→ **Records for processing**
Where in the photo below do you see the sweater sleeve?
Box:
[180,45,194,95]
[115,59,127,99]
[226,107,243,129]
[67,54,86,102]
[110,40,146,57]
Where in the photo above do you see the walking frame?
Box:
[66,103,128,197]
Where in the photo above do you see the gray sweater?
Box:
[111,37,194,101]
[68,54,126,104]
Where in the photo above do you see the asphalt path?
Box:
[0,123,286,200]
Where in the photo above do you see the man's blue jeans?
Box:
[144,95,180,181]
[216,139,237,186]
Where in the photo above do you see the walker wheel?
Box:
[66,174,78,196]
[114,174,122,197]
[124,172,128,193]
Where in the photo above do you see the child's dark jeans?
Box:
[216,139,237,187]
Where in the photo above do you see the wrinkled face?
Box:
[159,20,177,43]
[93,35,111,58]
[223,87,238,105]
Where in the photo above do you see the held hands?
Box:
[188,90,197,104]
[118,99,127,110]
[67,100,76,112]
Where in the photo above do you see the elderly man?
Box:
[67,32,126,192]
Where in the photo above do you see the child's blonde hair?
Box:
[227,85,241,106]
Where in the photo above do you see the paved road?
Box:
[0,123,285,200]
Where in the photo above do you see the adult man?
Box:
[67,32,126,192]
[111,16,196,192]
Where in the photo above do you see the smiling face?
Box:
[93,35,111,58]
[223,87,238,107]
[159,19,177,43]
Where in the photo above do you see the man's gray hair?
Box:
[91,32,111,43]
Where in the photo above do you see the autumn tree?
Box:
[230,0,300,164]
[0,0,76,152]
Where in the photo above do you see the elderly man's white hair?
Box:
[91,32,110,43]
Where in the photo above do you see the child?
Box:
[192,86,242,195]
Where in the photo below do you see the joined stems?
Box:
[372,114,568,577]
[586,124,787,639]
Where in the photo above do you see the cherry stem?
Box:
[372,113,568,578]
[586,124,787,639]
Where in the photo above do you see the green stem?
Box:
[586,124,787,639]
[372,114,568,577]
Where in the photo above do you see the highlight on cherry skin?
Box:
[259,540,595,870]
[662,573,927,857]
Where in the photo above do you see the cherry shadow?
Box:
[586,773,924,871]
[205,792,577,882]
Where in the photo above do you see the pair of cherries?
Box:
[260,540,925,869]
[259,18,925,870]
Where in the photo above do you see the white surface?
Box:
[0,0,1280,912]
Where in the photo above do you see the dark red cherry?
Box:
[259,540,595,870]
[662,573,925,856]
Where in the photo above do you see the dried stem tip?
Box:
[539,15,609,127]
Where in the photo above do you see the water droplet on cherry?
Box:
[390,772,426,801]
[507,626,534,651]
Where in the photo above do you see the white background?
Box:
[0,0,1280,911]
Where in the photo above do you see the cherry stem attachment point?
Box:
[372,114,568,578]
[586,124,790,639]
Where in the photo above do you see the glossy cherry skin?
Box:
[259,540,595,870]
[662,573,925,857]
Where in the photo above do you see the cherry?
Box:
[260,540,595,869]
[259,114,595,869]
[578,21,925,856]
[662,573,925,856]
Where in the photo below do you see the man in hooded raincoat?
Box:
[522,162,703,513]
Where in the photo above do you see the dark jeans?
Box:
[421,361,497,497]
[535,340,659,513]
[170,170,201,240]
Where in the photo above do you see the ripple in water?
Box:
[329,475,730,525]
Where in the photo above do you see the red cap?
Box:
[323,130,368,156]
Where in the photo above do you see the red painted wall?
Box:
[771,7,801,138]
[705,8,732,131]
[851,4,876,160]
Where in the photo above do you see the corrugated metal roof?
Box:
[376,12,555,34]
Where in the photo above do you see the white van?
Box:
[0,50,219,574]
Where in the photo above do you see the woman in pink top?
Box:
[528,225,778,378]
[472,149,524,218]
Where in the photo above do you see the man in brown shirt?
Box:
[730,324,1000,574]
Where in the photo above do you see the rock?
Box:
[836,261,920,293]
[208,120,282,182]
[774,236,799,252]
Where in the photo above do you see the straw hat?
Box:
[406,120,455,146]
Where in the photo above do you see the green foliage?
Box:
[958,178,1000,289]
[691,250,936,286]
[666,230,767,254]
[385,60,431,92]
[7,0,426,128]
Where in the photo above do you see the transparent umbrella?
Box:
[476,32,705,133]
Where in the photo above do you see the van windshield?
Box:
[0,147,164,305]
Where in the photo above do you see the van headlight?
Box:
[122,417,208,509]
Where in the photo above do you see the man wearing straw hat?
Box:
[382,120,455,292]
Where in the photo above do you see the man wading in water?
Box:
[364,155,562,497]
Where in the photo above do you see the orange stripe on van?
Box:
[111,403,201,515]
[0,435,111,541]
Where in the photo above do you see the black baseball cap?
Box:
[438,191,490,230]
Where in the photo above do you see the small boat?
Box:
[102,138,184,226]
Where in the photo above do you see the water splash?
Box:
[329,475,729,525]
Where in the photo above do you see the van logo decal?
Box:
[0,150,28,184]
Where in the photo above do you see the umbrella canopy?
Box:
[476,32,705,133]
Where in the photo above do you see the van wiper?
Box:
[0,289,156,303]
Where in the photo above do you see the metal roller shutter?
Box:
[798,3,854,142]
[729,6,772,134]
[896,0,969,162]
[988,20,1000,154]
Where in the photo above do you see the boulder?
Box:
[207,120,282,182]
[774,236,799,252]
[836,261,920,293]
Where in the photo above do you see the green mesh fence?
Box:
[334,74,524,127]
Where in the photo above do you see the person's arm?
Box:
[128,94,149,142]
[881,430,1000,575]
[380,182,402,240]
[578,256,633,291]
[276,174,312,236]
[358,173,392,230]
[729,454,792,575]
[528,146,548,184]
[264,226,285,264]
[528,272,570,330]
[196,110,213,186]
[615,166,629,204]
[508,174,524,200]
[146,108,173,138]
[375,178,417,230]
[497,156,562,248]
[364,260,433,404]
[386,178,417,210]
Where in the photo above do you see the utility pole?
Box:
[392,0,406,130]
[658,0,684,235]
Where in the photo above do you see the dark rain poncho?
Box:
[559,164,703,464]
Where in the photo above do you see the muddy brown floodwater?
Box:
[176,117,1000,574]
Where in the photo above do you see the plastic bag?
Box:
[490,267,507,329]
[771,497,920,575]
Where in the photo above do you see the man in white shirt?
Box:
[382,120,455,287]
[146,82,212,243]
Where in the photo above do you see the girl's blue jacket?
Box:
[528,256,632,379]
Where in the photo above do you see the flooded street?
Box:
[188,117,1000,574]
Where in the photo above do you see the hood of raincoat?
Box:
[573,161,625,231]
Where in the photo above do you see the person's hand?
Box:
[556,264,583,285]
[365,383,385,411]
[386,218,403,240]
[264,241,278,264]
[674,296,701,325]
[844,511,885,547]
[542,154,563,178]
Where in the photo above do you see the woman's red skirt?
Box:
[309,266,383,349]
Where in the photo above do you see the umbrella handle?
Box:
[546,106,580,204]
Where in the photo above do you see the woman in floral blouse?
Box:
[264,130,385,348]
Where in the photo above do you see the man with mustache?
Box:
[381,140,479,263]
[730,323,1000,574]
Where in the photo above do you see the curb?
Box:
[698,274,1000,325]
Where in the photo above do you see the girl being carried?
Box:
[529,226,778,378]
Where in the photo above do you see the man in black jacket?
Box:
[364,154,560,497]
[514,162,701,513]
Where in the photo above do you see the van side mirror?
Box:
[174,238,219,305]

→ **Exercise instructions**
Please rescale the data above from its first line through the line with "[91,32,110,43]", both included, and write out every line again, requests too. Multiply each bounding-box coordinate by 0.9 and round it to a whole number, with halves going up.

→ **Answer to the problem**
Where in the photo below do you see the sweater sleeve?
Box:
[162,41,175,86]
[104,53,114,89]
[203,96,219,116]
[60,49,77,92]
[99,36,131,51]
Where in the photo above do you see the walking frame?
Box:
[59,93,115,177]
Where in the photo above do you see the gray sweater?
Box:
[100,33,175,91]
[61,49,113,94]
Where in the photo above do you see the asphalt path?
Box:
[0,111,257,180]
Where in the photo above do you see the man's blue jeans?
Box:
[130,86,162,163]
[194,125,213,167]
Where in the photo above do you see the walker wheel?
Box:
[59,157,70,176]
[103,157,110,177]
[112,155,115,174]
Where in the photo above do you see the child's dark jeans?
Box:
[194,125,213,168]
Where in the photo above do you see the wrinkled face?
Box:
[143,18,159,39]
[84,32,100,52]
[201,78,214,95]
Where in the photo above do you see the held hands?
Box:
[169,81,177,94]
[106,89,114,99]
[60,90,68,101]
Where in the photo above do you see the elderly man?
Box:
[60,29,113,173]
Where in the photo above do you see the child's blonde hair?
Box:
[204,77,217,95]
Where in the photo above do you see the paved road?
Box:
[0,111,257,180]
Where in the photo above do you see the adult man?
Box:
[60,29,113,173]
[100,14,176,173]
Where in the photo above do you see the smiling face?
Box:
[84,32,100,52]
[201,78,214,96]
[143,17,159,39]
Where in the photo above do you see the man's gray hair?
Box:
[82,29,100,39]
Where in the photo above do you see the autumn tree?
Box:
[207,0,270,148]
[0,0,68,137]
Where in the photo above do you see the elderly man's white hair?
Box:
[82,29,99,39]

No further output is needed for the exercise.